-- Problem requirements --
Pick out every line in the items below that has the word "eagle" in it, and copy each of those lines.
** Start Provided records **
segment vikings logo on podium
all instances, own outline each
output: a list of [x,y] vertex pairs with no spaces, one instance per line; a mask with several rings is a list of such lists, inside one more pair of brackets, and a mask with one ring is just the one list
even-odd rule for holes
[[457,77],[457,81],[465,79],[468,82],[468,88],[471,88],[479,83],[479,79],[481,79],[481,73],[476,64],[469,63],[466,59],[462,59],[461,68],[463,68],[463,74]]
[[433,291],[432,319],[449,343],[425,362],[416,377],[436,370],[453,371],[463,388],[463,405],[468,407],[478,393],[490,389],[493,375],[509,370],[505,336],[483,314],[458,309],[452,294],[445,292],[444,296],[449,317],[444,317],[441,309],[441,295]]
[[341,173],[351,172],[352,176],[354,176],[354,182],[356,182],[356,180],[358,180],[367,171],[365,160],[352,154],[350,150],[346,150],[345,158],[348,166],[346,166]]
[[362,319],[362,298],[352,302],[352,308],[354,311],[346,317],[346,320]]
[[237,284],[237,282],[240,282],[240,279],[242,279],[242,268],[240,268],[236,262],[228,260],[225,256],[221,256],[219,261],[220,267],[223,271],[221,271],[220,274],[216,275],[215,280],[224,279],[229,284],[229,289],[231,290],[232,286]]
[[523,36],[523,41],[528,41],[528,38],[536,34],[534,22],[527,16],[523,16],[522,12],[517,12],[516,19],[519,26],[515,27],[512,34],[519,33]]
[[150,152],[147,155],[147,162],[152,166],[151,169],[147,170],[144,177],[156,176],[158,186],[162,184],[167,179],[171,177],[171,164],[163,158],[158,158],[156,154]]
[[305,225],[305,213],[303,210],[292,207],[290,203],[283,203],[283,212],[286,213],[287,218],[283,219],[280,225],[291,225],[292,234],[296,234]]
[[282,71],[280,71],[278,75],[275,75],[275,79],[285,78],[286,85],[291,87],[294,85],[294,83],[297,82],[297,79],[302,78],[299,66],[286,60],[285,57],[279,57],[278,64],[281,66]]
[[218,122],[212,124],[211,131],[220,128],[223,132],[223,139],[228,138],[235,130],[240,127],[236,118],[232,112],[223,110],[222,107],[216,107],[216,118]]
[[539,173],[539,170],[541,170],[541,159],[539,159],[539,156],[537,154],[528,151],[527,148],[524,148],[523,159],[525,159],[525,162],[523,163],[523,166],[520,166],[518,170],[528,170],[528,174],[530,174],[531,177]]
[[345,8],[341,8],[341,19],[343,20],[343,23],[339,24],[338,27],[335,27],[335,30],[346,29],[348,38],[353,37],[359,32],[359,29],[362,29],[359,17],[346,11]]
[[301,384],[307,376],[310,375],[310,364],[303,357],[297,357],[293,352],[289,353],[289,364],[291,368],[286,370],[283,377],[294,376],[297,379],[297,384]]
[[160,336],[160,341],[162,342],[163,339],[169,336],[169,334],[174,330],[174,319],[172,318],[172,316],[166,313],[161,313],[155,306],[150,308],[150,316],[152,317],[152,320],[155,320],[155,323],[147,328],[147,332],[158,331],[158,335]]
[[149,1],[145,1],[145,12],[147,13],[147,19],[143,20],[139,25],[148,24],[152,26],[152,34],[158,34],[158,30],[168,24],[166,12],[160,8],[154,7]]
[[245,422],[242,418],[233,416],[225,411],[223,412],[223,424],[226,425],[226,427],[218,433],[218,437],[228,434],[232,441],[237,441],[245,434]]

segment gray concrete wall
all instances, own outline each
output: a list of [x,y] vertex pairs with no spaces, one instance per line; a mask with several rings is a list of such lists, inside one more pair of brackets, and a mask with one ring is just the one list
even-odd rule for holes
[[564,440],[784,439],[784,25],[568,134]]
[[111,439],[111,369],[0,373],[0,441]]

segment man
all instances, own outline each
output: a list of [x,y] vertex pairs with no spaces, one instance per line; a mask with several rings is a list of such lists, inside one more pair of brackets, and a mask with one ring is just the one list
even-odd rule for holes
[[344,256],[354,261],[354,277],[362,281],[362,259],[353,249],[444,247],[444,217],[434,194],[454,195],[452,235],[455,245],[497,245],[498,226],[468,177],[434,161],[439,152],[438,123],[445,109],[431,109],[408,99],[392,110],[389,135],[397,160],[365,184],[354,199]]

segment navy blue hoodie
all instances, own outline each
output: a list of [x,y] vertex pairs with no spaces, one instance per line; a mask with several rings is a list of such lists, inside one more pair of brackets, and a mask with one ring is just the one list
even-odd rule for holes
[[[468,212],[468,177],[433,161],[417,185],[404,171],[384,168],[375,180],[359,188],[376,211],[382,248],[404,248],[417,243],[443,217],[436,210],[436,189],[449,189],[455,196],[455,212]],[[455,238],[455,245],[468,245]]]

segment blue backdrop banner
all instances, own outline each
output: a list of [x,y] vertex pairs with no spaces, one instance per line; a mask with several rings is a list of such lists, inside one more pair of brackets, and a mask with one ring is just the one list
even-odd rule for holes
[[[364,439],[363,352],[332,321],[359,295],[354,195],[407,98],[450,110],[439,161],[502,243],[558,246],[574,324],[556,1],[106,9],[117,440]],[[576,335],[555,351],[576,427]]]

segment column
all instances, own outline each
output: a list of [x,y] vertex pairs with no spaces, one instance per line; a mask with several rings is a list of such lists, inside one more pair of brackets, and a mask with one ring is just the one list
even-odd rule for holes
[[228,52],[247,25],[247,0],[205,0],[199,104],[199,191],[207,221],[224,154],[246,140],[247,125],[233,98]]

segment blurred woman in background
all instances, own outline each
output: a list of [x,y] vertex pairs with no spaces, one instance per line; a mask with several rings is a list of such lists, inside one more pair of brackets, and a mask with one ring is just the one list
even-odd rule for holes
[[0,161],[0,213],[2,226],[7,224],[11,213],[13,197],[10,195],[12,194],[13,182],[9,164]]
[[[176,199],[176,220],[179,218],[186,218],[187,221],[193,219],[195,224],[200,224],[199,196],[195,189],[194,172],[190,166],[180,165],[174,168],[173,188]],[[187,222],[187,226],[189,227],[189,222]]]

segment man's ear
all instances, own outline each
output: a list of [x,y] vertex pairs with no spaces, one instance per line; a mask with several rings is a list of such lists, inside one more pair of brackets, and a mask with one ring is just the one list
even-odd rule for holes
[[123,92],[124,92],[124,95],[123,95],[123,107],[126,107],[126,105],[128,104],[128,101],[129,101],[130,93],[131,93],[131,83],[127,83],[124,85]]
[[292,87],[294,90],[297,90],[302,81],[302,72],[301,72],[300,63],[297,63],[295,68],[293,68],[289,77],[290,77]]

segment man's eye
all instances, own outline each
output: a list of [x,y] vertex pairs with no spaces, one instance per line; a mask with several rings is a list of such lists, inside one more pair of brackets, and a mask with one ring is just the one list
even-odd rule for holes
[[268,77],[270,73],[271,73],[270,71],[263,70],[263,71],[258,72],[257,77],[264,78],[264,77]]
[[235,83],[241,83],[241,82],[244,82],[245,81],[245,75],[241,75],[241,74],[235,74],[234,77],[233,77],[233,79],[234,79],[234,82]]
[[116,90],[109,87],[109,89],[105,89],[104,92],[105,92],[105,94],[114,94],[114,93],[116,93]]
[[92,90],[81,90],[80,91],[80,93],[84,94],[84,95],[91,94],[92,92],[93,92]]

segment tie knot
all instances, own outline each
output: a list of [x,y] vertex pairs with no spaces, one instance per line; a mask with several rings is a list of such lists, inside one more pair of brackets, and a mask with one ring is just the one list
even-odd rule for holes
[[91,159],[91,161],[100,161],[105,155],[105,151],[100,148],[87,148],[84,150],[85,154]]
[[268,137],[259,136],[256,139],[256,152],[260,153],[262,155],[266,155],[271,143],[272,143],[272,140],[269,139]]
** End Provided records **
** Start Provided records **
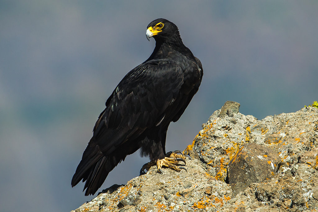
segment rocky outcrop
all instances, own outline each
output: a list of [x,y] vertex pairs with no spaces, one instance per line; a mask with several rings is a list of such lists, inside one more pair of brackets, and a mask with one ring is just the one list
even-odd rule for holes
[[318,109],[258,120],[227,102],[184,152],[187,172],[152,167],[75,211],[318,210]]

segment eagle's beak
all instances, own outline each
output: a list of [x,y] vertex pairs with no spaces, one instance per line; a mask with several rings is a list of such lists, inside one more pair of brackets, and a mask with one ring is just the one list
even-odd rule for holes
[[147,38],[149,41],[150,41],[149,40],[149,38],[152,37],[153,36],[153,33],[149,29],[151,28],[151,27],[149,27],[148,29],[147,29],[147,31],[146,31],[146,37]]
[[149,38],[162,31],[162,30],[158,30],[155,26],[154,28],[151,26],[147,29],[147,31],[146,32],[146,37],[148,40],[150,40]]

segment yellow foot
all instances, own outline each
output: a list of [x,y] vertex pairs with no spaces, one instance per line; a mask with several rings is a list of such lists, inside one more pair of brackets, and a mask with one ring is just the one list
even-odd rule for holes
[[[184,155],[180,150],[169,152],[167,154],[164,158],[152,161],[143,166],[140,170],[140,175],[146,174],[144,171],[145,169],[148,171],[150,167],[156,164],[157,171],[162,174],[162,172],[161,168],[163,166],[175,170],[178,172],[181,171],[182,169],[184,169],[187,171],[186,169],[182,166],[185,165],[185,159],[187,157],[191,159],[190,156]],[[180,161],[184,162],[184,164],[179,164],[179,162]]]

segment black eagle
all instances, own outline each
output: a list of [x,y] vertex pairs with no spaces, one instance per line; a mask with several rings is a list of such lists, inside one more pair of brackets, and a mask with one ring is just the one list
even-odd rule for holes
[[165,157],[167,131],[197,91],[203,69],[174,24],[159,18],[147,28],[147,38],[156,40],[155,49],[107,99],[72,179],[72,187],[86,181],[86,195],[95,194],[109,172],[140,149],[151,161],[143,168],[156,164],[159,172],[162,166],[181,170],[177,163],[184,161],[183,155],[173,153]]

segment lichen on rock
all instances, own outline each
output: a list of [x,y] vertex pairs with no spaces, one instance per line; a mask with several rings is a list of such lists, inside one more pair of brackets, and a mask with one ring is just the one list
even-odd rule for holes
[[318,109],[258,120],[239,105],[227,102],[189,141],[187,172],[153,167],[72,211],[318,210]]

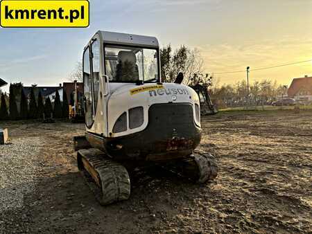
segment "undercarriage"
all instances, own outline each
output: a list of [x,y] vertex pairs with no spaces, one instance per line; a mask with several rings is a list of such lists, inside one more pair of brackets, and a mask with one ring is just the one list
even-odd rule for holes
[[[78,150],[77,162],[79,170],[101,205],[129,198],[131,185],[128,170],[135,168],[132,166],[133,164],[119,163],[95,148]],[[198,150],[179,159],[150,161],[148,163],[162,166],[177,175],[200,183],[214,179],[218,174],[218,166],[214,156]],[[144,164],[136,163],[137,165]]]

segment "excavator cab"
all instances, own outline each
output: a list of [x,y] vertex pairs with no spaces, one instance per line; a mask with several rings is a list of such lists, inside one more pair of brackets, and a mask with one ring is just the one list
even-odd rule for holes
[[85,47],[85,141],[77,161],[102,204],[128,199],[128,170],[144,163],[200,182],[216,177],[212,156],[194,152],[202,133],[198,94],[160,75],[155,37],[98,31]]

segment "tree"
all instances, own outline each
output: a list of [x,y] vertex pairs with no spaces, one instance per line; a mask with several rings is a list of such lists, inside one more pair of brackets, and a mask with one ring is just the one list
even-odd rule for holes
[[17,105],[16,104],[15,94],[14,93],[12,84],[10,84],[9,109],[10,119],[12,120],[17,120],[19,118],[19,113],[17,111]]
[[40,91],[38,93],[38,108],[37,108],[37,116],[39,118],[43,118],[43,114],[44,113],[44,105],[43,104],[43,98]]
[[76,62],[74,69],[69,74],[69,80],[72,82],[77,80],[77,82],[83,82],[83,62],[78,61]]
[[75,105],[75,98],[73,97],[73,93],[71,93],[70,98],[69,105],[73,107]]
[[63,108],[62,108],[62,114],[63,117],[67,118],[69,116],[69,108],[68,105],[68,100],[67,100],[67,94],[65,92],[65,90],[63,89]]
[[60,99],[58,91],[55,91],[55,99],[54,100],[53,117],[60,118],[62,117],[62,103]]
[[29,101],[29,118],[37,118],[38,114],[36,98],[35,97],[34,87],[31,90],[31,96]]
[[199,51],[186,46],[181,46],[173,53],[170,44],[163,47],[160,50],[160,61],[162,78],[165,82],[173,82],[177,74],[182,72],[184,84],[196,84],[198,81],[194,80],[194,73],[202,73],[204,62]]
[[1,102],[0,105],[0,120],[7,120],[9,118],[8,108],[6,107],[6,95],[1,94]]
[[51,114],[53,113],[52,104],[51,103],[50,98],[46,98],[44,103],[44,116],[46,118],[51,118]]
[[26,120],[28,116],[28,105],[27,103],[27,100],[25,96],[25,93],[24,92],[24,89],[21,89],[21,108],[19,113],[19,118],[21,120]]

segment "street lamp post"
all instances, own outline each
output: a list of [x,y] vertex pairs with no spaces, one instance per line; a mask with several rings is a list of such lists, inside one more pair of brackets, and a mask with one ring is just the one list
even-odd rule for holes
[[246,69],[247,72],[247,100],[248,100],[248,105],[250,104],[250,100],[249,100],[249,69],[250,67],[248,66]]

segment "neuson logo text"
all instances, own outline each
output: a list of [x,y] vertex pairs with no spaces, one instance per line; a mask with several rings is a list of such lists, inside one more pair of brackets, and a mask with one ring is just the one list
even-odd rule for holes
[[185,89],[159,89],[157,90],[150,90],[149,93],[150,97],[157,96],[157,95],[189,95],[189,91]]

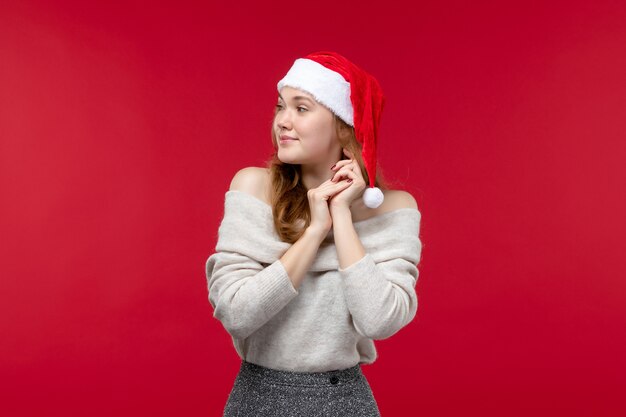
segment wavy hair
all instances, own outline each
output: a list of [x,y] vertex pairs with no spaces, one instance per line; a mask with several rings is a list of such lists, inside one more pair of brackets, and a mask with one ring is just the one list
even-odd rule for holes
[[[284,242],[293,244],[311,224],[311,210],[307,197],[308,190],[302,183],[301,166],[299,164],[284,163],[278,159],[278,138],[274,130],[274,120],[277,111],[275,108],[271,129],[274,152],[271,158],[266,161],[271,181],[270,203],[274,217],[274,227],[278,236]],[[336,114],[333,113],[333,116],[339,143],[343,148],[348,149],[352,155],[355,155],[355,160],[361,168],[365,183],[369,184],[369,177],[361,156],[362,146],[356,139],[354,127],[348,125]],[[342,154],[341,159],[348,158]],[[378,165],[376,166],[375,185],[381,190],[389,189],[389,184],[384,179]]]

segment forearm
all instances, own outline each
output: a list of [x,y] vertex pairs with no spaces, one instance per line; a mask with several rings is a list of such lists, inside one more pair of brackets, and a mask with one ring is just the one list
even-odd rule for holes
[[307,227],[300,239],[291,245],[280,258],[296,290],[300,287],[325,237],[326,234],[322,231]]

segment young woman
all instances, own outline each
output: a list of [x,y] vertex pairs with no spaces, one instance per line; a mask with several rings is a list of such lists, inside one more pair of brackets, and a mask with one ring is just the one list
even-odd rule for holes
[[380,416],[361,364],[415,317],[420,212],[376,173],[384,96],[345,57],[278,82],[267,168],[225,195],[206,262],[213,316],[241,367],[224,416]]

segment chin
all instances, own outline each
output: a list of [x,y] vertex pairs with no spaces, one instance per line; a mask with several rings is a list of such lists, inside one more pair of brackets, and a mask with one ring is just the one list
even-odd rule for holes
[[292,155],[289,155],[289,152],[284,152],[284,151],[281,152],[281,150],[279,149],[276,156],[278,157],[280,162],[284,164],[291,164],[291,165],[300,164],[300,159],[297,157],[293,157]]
** End Provided records **
-- Reply to the task --
segment eagle's beak
segment black eagle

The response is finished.